=== PAGE EXCERPT ===

Currently my wife and myself (both 59) are early retired and living comfortably from our investment portfolio, but when I hit age 60 in late December I am able to start my DB pension without acturial reduction (yes, even as a male). Unfortunately it comes from pre-1997 employment and so is more like a level annuity with the only inflationary increases coming when I get to male GMP age (i.e. 65) when approximately 50% of it will receive 3% max post-1988 GMP inflationary increases - note, trust me when I say there will be zero voluntary increases from the company behind the pension.
My quandary comes from the fact that I probably won't need either the DB income or the CETV to meet our needs over our retirement so am unsure on which one to take, especially given the inflationary outlook and that my DB pension will have very limited protection from it. It feels right to take the DB income, even though I think that investing the CETV would be the most financially rewarding route (and I would like to leave an inheritance), so I thought I'd post up the options and see what your opinions were.

=== RECORDS SUPPLIED ===

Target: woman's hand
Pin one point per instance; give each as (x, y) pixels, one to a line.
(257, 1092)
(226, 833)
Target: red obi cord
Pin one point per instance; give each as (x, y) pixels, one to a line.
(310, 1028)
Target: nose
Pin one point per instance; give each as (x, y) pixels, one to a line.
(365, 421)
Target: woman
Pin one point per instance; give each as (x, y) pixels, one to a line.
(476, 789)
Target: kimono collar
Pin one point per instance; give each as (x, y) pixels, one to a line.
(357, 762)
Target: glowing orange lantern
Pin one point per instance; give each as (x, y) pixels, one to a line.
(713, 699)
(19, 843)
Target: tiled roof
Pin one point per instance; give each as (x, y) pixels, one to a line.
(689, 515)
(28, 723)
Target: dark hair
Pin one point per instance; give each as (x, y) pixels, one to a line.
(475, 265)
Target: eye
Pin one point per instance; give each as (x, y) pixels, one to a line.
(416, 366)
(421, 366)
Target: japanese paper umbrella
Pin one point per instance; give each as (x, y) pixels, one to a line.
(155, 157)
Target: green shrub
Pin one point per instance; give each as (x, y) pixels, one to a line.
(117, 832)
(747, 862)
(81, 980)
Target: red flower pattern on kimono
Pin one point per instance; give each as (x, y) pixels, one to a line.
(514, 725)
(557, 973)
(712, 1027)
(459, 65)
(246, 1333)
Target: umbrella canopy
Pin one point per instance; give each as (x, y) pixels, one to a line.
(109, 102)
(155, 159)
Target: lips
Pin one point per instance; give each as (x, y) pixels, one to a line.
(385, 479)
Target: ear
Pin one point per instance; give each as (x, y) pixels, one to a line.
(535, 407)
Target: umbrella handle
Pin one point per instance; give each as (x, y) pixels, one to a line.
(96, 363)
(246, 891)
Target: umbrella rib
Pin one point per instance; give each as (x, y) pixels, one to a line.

===

WHAT THIS EXERCISE ASKS =
a – Decide whether each statement agrees with the pension post, answering yes or no and quoting the deciding words: (i) The writer and the writer's wife are both 59 and have retired early. (ii) The company behind the pension is expected to grant voluntary increases. (iii) The writer believes investing the CETV would be the most financially rewarding route.
b – Copy out the stretch of the records from the line containing "Target: umbrella handle" through the end of the records.

TASK-BY-TASK RESULTS =
a –
(i) Yes: "Currently my wife and myself (both 59) are early retired"
(ii) No: "there will be zero voluntary increases from the company behind the pension"
(iii) Yes: "I think that investing the CETV would be the most financially rewarding route"

b –
Target: umbrella handle
Pin one point per instance; give each as (x, y) pixels, one to a line.
(96, 363)
(246, 891)
Target: umbrella rib
Pin one point per instance; give each as (x, y) pixels, one to a line.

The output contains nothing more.